_Exercise goal_
Please list every line in the entries below that contains the word "grey", copying each such line in full.

Raw entries:
# # # #

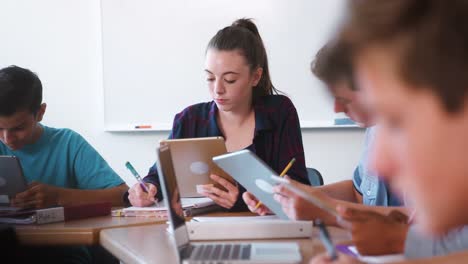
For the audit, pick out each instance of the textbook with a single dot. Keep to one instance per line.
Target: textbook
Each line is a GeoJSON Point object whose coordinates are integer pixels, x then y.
{"type": "Point", "coordinates": [191, 206]}
{"type": "Point", "coordinates": [55, 214]}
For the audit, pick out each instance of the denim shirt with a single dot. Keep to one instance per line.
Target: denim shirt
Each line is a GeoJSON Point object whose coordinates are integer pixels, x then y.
{"type": "Point", "coordinates": [374, 191]}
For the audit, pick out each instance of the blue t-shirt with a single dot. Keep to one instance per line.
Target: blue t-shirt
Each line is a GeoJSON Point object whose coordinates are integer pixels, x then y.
{"type": "Point", "coordinates": [374, 191]}
{"type": "Point", "coordinates": [63, 158]}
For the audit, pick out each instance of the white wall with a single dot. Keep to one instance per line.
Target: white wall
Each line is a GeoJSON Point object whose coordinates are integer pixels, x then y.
{"type": "Point", "coordinates": [61, 41]}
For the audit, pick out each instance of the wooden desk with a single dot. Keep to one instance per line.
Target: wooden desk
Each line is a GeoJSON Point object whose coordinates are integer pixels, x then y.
{"type": "Point", "coordinates": [152, 244]}
{"type": "Point", "coordinates": [77, 232]}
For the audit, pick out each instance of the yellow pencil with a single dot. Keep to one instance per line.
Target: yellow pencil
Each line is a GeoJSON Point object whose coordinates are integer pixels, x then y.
{"type": "Point", "coordinates": [281, 175]}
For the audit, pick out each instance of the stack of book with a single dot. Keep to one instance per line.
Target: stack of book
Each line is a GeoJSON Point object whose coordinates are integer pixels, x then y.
{"type": "Point", "coordinates": [13, 215]}
{"type": "Point", "coordinates": [191, 206]}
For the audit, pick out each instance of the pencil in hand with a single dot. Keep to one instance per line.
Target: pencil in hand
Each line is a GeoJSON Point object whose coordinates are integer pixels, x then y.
{"type": "Point", "coordinates": [285, 170]}
{"type": "Point", "coordinates": [326, 240]}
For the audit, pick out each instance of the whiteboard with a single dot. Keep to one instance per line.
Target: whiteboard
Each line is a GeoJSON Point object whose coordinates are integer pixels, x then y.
{"type": "Point", "coordinates": [154, 52]}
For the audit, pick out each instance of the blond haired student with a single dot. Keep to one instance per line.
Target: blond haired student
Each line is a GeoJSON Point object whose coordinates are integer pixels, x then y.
{"type": "Point", "coordinates": [410, 61]}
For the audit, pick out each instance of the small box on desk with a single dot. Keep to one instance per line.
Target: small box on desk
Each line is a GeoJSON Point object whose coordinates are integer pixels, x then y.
{"type": "Point", "coordinates": [56, 214]}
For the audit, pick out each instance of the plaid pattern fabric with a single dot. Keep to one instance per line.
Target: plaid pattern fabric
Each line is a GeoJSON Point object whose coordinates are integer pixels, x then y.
{"type": "Point", "coordinates": [277, 137]}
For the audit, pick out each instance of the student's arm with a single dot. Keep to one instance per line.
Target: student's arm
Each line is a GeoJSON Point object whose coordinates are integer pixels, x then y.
{"type": "Point", "coordinates": [298, 208]}
{"type": "Point", "coordinates": [290, 143]}
{"type": "Point", "coordinates": [136, 196]}
{"type": "Point", "coordinates": [343, 190]}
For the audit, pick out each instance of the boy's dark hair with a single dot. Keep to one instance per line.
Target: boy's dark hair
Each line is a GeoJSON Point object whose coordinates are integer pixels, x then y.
{"type": "Point", "coordinates": [430, 38]}
{"type": "Point", "coordinates": [20, 90]}
{"type": "Point", "coordinates": [243, 35]}
{"type": "Point", "coordinates": [333, 64]}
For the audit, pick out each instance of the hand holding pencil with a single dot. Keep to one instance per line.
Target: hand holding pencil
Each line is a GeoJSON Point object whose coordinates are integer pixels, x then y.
{"type": "Point", "coordinates": [282, 174]}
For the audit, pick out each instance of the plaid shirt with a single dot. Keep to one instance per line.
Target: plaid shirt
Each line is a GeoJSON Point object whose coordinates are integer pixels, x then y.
{"type": "Point", "coordinates": [277, 138]}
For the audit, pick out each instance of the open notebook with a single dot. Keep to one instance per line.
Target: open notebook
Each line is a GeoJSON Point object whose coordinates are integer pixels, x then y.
{"type": "Point", "coordinates": [191, 206]}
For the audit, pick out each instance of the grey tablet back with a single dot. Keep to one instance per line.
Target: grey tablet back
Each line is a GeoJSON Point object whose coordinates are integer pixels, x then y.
{"type": "Point", "coordinates": [254, 174]}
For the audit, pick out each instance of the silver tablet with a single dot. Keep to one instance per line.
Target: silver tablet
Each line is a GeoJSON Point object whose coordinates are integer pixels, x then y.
{"type": "Point", "coordinates": [12, 180]}
{"type": "Point", "coordinates": [254, 174]}
{"type": "Point", "coordinates": [193, 162]}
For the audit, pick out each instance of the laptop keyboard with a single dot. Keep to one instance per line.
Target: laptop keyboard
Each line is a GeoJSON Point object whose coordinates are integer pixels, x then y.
{"type": "Point", "coordinates": [219, 252]}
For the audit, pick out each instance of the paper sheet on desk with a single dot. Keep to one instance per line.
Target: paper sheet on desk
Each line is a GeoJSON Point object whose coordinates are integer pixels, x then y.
{"type": "Point", "coordinates": [377, 259]}
{"type": "Point", "coordinates": [234, 218]}
{"type": "Point", "coordinates": [186, 203]}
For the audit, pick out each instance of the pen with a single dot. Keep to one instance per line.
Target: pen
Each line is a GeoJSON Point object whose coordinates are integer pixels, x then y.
{"type": "Point", "coordinates": [143, 126]}
{"type": "Point", "coordinates": [325, 238]}
{"type": "Point", "coordinates": [136, 175]}
{"type": "Point", "coordinates": [281, 175]}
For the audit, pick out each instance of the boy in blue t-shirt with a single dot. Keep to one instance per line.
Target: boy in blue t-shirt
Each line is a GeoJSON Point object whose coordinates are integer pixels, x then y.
{"type": "Point", "coordinates": [59, 165]}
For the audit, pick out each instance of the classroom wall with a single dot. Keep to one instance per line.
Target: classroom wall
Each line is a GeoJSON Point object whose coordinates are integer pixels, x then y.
{"type": "Point", "coordinates": [61, 41]}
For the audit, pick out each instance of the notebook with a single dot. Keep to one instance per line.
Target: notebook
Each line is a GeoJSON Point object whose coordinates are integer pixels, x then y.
{"type": "Point", "coordinates": [188, 252]}
{"type": "Point", "coordinates": [191, 207]}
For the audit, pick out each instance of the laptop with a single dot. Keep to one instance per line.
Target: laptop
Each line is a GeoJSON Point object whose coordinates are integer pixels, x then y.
{"type": "Point", "coordinates": [12, 180]}
{"type": "Point", "coordinates": [193, 157]}
{"type": "Point", "coordinates": [188, 253]}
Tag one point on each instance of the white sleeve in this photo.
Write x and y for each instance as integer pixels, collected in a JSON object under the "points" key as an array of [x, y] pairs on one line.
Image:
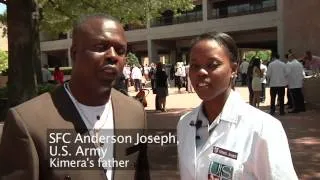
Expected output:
{"points": [[272, 156]]}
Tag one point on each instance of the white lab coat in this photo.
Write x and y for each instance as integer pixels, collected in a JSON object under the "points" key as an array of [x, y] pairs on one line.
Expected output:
{"points": [[258, 139]]}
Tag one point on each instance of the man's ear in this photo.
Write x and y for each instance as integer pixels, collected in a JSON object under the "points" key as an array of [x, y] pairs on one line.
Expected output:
{"points": [[234, 67]]}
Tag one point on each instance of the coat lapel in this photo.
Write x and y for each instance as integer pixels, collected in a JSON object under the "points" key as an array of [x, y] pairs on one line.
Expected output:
{"points": [[188, 145], [69, 112]]}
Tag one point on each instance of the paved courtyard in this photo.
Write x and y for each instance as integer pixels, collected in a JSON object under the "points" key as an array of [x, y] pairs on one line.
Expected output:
{"points": [[303, 131]]}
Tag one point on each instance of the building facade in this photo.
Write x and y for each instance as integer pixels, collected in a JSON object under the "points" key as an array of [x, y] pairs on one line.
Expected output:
{"points": [[277, 25]]}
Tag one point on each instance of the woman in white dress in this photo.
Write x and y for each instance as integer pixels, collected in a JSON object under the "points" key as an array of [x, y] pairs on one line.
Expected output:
{"points": [[256, 82]]}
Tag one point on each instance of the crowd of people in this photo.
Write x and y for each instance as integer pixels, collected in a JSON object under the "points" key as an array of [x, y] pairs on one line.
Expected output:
{"points": [[282, 76], [222, 138]]}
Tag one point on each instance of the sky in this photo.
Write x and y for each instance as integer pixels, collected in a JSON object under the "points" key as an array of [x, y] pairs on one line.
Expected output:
{"points": [[2, 8]]}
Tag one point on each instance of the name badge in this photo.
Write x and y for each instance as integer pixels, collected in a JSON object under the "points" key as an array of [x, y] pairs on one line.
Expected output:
{"points": [[225, 152]]}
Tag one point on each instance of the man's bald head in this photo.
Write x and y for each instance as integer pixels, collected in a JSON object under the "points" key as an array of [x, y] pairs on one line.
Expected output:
{"points": [[78, 26]]}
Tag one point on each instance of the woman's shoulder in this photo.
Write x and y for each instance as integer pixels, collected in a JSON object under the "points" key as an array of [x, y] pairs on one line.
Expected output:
{"points": [[186, 118], [258, 120]]}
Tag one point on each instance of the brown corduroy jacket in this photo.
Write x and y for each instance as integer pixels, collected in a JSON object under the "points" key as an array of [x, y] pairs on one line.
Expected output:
{"points": [[24, 143]]}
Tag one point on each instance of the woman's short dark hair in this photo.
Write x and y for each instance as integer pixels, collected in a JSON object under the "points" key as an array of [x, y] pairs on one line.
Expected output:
{"points": [[222, 39]]}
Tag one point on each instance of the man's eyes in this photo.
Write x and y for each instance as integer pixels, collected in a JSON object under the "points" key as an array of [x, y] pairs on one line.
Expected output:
{"points": [[103, 48], [212, 65]]}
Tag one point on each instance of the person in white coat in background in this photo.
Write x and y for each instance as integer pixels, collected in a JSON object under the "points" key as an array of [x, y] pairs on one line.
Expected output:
{"points": [[224, 137]]}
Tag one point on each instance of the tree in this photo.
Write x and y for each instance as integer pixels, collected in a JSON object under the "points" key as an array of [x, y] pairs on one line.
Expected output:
{"points": [[3, 61], [55, 16]]}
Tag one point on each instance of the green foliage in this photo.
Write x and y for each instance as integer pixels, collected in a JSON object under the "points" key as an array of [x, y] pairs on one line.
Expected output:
{"points": [[58, 15], [3, 61], [3, 24], [132, 59], [65, 70]]}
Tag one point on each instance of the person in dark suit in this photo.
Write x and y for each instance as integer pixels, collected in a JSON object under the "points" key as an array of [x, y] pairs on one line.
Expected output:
{"points": [[87, 102]]}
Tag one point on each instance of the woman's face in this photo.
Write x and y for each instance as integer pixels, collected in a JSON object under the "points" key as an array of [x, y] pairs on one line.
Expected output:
{"points": [[210, 69]]}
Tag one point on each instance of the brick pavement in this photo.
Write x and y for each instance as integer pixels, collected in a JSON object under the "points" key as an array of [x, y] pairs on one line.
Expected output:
{"points": [[303, 131]]}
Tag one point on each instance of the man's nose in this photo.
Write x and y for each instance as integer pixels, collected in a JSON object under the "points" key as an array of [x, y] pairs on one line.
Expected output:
{"points": [[111, 51], [202, 72]]}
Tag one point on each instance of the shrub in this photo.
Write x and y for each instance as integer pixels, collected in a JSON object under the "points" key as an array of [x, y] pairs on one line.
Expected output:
{"points": [[3, 61]]}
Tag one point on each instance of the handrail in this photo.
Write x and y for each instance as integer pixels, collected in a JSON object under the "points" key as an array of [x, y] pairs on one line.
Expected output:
{"points": [[239, 10], [184, 18]]}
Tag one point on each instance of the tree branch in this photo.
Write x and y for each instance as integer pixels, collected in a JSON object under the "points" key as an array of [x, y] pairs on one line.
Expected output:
{"points": [[3, 2]]}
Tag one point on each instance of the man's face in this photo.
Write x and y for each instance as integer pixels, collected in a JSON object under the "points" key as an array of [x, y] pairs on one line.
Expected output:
{"points": [[99, 52]]}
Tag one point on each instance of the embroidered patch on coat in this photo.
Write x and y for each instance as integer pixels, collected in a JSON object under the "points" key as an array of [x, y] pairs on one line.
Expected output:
{"points": [[218, 171], [225, 153]]}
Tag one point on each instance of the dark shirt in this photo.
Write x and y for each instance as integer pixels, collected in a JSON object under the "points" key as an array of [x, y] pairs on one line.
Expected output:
{"points": [[161, 79]]}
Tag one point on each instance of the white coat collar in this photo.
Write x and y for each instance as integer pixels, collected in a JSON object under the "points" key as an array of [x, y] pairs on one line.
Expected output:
{"points": [[230, 112]]}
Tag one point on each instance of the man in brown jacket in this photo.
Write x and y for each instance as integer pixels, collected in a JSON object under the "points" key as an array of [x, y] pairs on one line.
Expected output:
{"points": [[86, 102]]}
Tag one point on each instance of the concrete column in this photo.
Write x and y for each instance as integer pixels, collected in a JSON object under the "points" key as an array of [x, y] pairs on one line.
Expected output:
{"points": [[44, 58], [152, 51], [204, 10], [173, 56], [69, 58], [280, 29]]}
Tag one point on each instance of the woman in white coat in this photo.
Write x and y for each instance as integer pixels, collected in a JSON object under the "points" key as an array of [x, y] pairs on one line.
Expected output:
{"points": [[224, 137]]}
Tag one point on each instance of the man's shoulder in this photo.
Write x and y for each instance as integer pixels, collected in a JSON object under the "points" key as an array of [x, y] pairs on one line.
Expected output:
{"points": [[125, 100], [40, 101]]}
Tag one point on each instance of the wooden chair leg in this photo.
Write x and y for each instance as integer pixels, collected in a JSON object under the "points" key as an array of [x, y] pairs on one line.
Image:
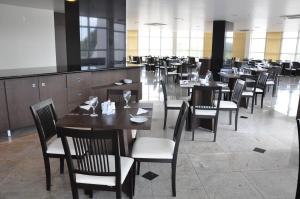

# # # #

_Reply_
For the audit, pick out each instance of the grey tablet back with a single dot. Keep to one instance per line.
Target: grey tablet back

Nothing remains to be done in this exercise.